Without changing anything, output the records below.

*** Dataset extract Section Begins ***

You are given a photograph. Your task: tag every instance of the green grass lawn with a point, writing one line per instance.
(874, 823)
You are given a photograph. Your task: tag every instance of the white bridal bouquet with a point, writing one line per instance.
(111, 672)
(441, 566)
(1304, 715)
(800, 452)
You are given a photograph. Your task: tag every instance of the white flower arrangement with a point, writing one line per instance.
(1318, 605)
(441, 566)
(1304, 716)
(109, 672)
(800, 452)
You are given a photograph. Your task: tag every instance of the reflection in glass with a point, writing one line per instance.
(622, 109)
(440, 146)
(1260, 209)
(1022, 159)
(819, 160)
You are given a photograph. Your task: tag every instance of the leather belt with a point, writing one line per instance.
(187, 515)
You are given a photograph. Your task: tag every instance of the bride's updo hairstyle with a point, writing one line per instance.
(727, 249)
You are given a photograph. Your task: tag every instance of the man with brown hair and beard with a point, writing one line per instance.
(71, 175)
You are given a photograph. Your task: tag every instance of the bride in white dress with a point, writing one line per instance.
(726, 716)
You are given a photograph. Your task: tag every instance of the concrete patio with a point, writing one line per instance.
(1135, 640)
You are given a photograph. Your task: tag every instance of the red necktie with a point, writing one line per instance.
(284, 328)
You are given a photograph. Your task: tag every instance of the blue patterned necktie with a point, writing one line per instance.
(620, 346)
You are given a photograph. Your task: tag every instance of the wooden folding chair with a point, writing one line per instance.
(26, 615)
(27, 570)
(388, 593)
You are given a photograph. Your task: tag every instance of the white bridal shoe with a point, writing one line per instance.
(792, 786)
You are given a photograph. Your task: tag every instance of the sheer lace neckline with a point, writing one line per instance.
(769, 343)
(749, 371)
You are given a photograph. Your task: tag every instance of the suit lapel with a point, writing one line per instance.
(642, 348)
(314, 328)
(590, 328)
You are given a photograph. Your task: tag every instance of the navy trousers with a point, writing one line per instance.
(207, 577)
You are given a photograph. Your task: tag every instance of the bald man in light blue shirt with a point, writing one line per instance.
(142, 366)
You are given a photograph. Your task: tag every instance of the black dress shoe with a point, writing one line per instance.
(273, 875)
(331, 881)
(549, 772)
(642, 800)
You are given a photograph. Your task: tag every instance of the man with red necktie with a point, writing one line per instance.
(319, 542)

*** Dataset extract Section Ends ***

Answer below →
You are given a photograph. Your task: tag every instance of the green grass lawn with a point, writing one line per instance.
(874, 823)
You are given a photograph. Your task: tag every instance of the white bridal bouquet with a point, writing one line per instance.
(111, 672)
(441, 566)
(1304, 715)
(800, 452)
You are given a photograph. Your task: tag every instance of the white flower arrangement with a point, writing one line per instance.
(1318, 605)
(441, 566)
(1304, 716)
(109, 672)
(800, 452)
You are given a photograph. Your task: tag every instance of the reflection in glass with a point, writing one line per instance.
(622, 109)
(440, 146)
(1260, 209)
(1022, 159)
(819, 160)
You are given a photograph. Your task: tag every instance of the leather belt with a point, writing one line per instance.
(187, 515)
You are given a photograph. Your task: tag every instance of the bride's updo hairstyle with a point, writing one line per instance.
(727, 249)
You are given a photograph. Your task: tag every instance of the man with brown hair and beard with a point, writing one line per instance.
(71, 175)
You are given a photograph. Your task: tag every instance of the bride in white dress with a point, writing one line per instance.
(726, 716)
You are given a photograph. Your task: tag every instance of the concrete patio with a point, writing one line per instance.
(1135, 640)
You are given a photograph. Your task: tag every instance of the red necktie with a point, writing one line per instance.
(284, 328)
You are given a photograph. Your task: tag every instance of the blue patterned necktie with a point, writing one line per instance.
(620, 346)
You are given a photograph. Your task: tag every instance of the wooden folding chair with a point, writing one line per instance.
(26, 615)
(27, 570)
(388, 593)
You are given a photograph. Your task: tag every instance of the white bridal shoe with a point, writing one line per instance.
(792, 786)
You are given a photograph. Your task: tag every instance of the sheer lace neckline with a point, writing one line per instance.
(769, 343)
(749, 371)
You are given a photograph. Your task: tag every instance of the suit lapel with a point, writing one line per instance.
(642, 348)
(314, 328)
(590, 328)
You are given a photograph. Your task: tag every instance of the navy trousers with a point, writing one line per instance.
(207, 577)
You are given a photograph. Your task: tag every instance of the bald man in light blue shirt with a point, writing one line per instance.
(142, 366)
You are given a photograph. Your task: tag every instance of the black dress shoe with a point, writing one line per instance.
(273, 875)
(331, 881)
(549, 772)
(642, 800)
You are given a photograph. Your task: tag every instance of the man with red necktie with a point, writing one line per instance.
(319, 542)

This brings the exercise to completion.